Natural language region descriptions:
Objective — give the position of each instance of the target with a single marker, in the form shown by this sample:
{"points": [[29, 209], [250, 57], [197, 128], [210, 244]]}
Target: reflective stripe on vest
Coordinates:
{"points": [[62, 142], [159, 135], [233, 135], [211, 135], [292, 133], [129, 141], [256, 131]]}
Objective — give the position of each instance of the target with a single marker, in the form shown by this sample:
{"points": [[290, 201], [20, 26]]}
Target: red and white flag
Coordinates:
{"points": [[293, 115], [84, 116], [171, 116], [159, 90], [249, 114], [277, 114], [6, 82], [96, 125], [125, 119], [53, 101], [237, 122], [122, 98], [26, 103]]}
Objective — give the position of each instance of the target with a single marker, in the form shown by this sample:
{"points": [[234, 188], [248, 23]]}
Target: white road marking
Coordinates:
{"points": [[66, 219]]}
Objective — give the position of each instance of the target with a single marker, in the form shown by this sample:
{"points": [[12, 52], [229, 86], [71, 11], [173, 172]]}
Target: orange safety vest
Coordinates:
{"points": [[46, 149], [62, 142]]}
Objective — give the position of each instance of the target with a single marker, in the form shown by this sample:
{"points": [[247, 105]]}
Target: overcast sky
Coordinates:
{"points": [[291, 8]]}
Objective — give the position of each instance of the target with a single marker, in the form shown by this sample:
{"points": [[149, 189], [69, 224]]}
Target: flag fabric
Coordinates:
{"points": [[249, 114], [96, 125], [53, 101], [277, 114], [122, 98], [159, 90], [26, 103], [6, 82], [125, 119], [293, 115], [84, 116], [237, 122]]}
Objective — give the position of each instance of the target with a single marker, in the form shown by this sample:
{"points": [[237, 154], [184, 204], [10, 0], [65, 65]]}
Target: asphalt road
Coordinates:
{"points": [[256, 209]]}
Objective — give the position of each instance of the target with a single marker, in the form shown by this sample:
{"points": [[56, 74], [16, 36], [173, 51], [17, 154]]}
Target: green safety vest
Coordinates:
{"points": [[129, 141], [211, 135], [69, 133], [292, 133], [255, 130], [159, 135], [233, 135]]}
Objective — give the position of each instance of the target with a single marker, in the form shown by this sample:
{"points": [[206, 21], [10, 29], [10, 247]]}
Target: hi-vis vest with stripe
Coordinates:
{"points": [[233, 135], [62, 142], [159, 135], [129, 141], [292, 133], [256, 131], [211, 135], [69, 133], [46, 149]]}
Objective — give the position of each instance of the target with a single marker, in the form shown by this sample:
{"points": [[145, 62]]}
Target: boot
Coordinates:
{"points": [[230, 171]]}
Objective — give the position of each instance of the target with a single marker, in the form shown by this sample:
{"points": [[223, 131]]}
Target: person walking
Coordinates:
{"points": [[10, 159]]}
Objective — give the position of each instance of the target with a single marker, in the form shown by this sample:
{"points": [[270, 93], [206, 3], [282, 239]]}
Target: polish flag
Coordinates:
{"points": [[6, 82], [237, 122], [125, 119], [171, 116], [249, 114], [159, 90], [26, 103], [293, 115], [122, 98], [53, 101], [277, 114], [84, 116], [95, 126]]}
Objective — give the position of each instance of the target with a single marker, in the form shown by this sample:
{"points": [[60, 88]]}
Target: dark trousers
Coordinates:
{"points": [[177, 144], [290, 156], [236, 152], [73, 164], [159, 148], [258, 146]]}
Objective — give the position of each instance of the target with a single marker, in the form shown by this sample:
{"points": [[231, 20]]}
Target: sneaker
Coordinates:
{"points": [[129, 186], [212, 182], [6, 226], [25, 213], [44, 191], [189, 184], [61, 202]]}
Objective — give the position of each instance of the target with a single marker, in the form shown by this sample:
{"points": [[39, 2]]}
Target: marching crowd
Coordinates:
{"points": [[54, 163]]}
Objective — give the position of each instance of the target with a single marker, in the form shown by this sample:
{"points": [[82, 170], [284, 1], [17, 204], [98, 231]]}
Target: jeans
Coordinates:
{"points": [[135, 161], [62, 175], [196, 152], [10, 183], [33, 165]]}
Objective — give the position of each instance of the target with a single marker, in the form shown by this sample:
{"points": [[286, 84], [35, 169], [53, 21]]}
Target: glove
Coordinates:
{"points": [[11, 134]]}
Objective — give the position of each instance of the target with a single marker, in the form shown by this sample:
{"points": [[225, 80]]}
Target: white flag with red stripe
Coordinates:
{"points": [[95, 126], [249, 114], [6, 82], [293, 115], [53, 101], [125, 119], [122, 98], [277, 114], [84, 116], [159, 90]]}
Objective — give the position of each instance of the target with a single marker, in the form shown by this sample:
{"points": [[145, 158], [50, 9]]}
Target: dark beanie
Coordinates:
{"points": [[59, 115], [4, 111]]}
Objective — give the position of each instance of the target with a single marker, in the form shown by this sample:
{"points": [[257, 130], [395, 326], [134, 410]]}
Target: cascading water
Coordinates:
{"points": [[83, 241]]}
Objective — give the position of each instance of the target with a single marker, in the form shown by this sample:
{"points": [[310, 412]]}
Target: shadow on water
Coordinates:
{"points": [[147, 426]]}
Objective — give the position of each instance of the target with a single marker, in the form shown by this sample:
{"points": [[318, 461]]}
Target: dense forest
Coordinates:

- Task details:
Without leaving anything out, repeat the data exactly.

- Written answer:
Objective — give the position of each instance of the target with a single marker, in the form shown by this sample:
{"points": [[29, 209], [250, 57], [197, 128], [210, 244]]}
Target: reflective stripe on vest
Coordinates:
{"points": [[62, 142], [159, 135], [233, 135], [211, 135], [292, 133], [129, 141], [256, 131]]}
Objective — give the position of each instance of the target with a single marker, in the form shown by this sample:
{"points": [[290, 201], [20, 26]]}
Target: red and white flag
Coordinates:
{"points": [[293, 115], [84, 116], [171, 116], [159, 90], [249, 114], [277, 114], [6, 82], [96, 125], [125, 119], [53, 101], [237, 122], [122, 98], [26, 103]]}
Objective — give the position of each instance of the target with a single marker, in the form shown by this sample:
{"points": [[234, 188], [248, 23]]}
Target: white road marking
Coordinates:
{"points": [[66, 219]]}
Objective — give the position of each instance of the target with a single marker, in the form shown by this sample:
{"points": [[12, 52], [229, 86], [71, 11], [173, 172]]}
Target: orange safety vest
Coordinates:
{"points": [[46, 149], [62, 142]]}
Objective — give the position of each instance of the target with a single marker, in the form shown by this sample:
{"points": [[247, 105]]}
Target: overcast sky
Coordinates:
{"points": [[291, 8]]}
Objective — give the position of each instance of the target with a single marker, in the form shown by this sample:
{"points": [[149, 189], [69, 224]]}
Target: flag fabric
Coordinates:
{"points": [[249, 114], [96, 125], [53, 101], [277, 114], [122, 98], [159, 90], [26, 103], [6, 82], [125, 119], [293, 115], [84, 116], [237, 122]]}
Objective — give the position of each instance of the target with a single marker, in the form shown by this sample:
{"points": [[237, 154], [184, 204], [10, 0], [65, 65]]}
Target: asphalt road
Coordinates:
{"points": [[256, 209]]}
Objective — give the position of each instance of the target with a single marker, in the form shown by this sample:
{"points": [[56, 74], [16, 36], [173, 51], [17, 154]]}
Target: green safety vest
Coordinates:
{"points": [[129, 141], [211, 135], [69, 133], [292, 133], [255, 130], [159, 135], [233, 135]]}
Objective — give the position of each instance of the target with a single marker, in the form shown by this sample:
{"points": [[206, 21], [10, 29], [10, 247]]}
Target: hi-vis vest with stripe
Coordinates:
{"points": [[233, 135], [62, 142], [159, 135], [129, 141], [292, 133], [256, 131], [211, 135], [69, 133], [46, 149]]}
Objective — give the position of each instance of the target with a single marker, in the form shown by this sample:
{"points": [[145, 62]]}
Target: boot
Coordinates:
{"points": [[230, 171]]}
Objective — give the position of each instance of the target with a single marker, in the form shown by this sample:
{"points": [[223, 131]]}
Target: person walking
Coordinates:
{"points": [[10, 159]]}
Objective — give the position of each instance of the target with a single marker, in the form shown by this sample:
{"points": [[270, 93], [206, 3], [282, 239]]}
Target: polish flag
Coordinates:
{"points": [[6, 82], [237, 122], [125, 119], [171, 116], [249, 114], [159, 90], [26, 103], [293, 115], [122, 98], [53, 101], [277, 114], [84, 116], [95, 126]]}
Objective — give the position of each instance of the target with a single marker, in the form shown by this sample:
{"points": [[60, 88]]}
Target: dark trousers
Coordinates:
{"points": [[177, 144], [290, 156], [236, 152], [73, 164], [159, 148], [258, 146]]}
Objective — give the position of each instance of the target with a single marker, in the form shown by this sample:
{"points": [[231, 20]]}
Target: sneaker
Coordinates:
{"points": [[129, 186], [212, 182], [6, 226], [25, 213], [44, 191], [189, 184], [61, 202]]}
Objective — give the position of each instance of the target with a single marker, in the form shown by this sample:
{"points": [[39, 2]]}
Target: marching crowd
Coordinates:
{"points": [[54, 163]]}
Objective — give the position of each instance of the target with a single marker, in the form shown by this sample:
{"points": [[82, 170], [284, 1], [17, 204], [98, 231]]}
Target: jeans
Coordinates:
{"points": [[135, 161], [62, 175], [196, 152], [10, 183], [33, 165]]}
Objective — give the position of each instance of the target with a single marker, in the form shown by this sample:
{"points": [[286, 84], [35, 169], [53, 21]]}
Target: glove
Coordinates:
{"points": [[11, 134]]}
Objective — give the position of each instance of the target with a single marker, in the form shown by this sample:
{"points": [[225, 80]]}
Target: white flag with red stripe
Coordinates:
{"points": [[95, 126], [249, 114], [6, 82], [293, 115], [53, 101], [125, 119], [122, 98], [277, 114], [84, 116], [159, 90]]}
Objective — give the position of each instance of the target with a single marker, in the form shown by this sample:
{"points": [[145, 158], [50, 9]]}
Target: dark beanie
Coordinates:
{"points": [[59, 115], [4, 111]]}
Objective — give the position of each instance of the target with a single marker, in the form shown by this sample:
{"points": [[257, 130], [395, 326], [134, 410]]}
Target: cascading water
Coordinates:
{"points": [[83, 241]]}
Objective — give the position of each instance of the target with a single marker, in the form shown by this sample:
{"points": [[310, 412]]}
Target: shadow on water
Coordinates:
{"points": [[147, 426]]}
Objective — give the position of each instance of the target with a single marker, in the form shown by this sample:
{"points": [[318, 461]]}
Target: dense forest
Coordinates:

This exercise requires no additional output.